### WHAT YOU HAVE TO DO
After reading the records, print them all again exactly as they stand.

[Natural language region descriptions]
- - - - -

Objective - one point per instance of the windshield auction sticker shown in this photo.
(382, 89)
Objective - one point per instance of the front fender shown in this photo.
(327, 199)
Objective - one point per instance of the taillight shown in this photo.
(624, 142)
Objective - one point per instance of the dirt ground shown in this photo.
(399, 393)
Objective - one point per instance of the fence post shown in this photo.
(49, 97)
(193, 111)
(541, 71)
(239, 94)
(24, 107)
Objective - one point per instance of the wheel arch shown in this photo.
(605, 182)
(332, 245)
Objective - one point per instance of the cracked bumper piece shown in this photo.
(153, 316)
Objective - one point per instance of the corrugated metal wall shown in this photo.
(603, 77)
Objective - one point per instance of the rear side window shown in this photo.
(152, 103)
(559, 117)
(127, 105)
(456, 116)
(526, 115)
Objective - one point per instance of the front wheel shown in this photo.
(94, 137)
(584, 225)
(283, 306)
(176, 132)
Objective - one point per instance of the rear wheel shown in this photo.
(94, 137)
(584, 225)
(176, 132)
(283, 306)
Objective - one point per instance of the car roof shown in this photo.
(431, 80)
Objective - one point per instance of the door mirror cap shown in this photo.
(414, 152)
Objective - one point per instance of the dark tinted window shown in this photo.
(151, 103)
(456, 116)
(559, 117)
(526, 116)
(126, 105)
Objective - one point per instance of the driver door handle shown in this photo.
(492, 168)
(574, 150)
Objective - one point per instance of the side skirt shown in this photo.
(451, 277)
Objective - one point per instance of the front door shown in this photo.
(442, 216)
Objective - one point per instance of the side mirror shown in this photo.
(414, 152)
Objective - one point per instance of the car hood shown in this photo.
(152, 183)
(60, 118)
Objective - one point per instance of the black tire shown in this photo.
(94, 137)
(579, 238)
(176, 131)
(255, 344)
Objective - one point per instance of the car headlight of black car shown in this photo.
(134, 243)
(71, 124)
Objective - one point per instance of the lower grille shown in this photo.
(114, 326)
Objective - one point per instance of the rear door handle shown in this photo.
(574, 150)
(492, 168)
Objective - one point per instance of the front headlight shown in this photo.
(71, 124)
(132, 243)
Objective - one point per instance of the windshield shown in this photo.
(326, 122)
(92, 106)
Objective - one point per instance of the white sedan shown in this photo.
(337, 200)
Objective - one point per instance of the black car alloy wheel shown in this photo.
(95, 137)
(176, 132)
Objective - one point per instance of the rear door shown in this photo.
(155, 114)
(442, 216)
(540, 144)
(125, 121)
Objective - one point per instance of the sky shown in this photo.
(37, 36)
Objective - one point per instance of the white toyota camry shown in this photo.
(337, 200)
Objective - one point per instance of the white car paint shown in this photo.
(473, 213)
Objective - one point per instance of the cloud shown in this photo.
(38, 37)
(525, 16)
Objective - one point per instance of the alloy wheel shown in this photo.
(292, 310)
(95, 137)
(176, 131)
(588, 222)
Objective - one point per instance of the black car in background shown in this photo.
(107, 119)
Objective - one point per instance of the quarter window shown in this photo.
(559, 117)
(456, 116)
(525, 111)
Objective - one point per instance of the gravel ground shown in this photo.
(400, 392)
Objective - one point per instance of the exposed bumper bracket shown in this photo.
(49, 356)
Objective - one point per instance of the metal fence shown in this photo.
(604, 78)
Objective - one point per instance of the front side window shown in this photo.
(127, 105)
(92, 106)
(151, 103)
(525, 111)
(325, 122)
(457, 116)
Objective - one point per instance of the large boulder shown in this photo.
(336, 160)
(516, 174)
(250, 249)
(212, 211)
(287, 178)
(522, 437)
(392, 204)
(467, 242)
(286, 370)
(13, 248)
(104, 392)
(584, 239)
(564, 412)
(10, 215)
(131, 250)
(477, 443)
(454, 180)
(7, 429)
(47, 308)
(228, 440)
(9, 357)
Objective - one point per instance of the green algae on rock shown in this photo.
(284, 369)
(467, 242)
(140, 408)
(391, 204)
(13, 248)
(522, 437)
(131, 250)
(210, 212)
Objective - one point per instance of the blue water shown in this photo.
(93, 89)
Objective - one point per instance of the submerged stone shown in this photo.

- - - - -

### RESPONSE AREA
Objective - one point per instance of the windshield auction sticker shown in this photo.
(382, 89)
Objective - one point per instance of the front fender shown in this photo.
(327, 199)
Objective - one point per instance of the taillight shown in this photo.
(624, 142)
Objective - one point per instance of the dirt ground shown in this photo.
(399, 393)
Objective - one point per instance of the fence post shown in this photo.
(49, 97)
(193, 111)
(541, 71)
(239, 94)
(24, 107)
Objective - one point per instance of the wheel arch shown in this photo.
(605, 182)
(332, 245)
Objective - one point per instance of the cracked bumper piece shown in this photo.
(153, 316)
Objective - one point per instance of the corrugated metal wall shown in this photo.
(603, 77)
Objective - one point per instance of the rear side window shown in this photo.
(152, 103)
(559, 117)
(127, 105)
(456, 116)
(526, 115)
Objective - one point per instance of the front wheel shown in this photo.
(94, 137)
(584, 225)
(283, 306)
(176, 132)
Objective - one point per instance of the rear wheel shown in this photo.
(94, 137)
(584, 225)
(176, 132)
(283, 306)
Objective - one point per instance of the car roof shown in this photo.
(431, 80)
Objective - one point per instance of the door mirror cap shown in this photo.
(414, 152)
Objective - one point per instance of the dark tinted window shown in this photo.
(151, 103)
(456, 116)
(559, 117)
(526, 116)
(126, 105)
Objective - one point per instance of the driver door handle shown in this photo.
(492, 168)
(574, 150)
Objective - one point per instance of the side skirt shown in this photo.
(451, 277)
Objective - one point per instance of the front door shown in this photo.
(442, 216)
Objective - one point per instance of the side mirror shown in this photo.
(414, 152)
Objective - one point per instance of the car hood shown in this photo.
(152, 183)
(60, 118)
Objective - one point per instance of the black tire shown in this photo.
(94, 137)
(579, 238)
(176, 131)
(255, 344)
Objective - one point per instance of the car headlight of black car shown in this photo.
(134, 243)
(71, 124)
Objective - one point per instance of the lower grille shown in this photo.
(114, 326)
Objective - one point per instance of the rear door handle shown in this photo.
(574, 150)
(492, 168)
Objective - one point per instance of the front headlight shown in this photo.
(71, 124)
(132, 243)
Objective - one point per instance of the windshield shown in this photo.
(326, 122)
(92, 106)
Objective - one point per instance of the white sedan shown in this photo.
(337, 200)
Objective - one point per instance of the black car alloy wheel shown in this photo.
(95, 137)
(176, 132)
Objective - one point per instance of the rear door shown in this photo.
(155, 114)
(442, 216)
(540, 144)
(125, 121)
Objective - one point per instance of the sky shown in this photo.
(37, 36)
Objective - one point per instance of the white toyota camry shown in this photo.
(337, 200)
Objective - one point per instance of the white car paint shown in this photo.
(473, 213)
Objective - one point per instance of the cloud shown in this photo.
(38, 37)
(525, 16)
Objective - one point per instance of the alloy wheel shown in this photo.
(292, 310)
(95, 137)
(176, 131)
(588, 222)
Objective - one point per instance of the black car in background shown in this photo.
(107, 119)
Objective - one point per instance of the quarter window shown in this photo.
(559, 117)
(456, 116)
(525, 111)
Objective - one point per instance of the gravel ground shown in this photo.
(400, 392)
Objective - one point per instance of the exposed bumper bracket shown in this photo.
(49, 356)
Objective - one point per instance of the metal fence shown in this photo.
(604, 78)
Objective - one point per instance of the front side window shown in this photo.
(127, 105)
(92, 106)
(151, 103)
(525, 111)
(325, 122)
(457, 116)
Objective - one point per instance of the large boulder shown in this photo.
(336, 160)
(516, 174)
(250, 249)
(212, 211)
(287, 178)
(522, 437)
(392, 204)
(467, 242)
(286, 370)
(13, 248)
(104, 392)
(584, 239)
(564, 412)
(10, 215)
(131, 250)
(477, 443)
(454, 180)
(7, 429)
(47, 308)
(228, 440)
(9, 357)
Objective - one point per instance of the green algae on rock shown in this photo.
(284, 369)
(467, 242)
(140, 408)
(391, 204)
(13, 248)
(522, 437)
(131, 250)
(210, 212)
Objective - one point per instance of the blue water shown in this photo.
(93, 89)
Objective - one point per instance of the submerged stone shown in this photo.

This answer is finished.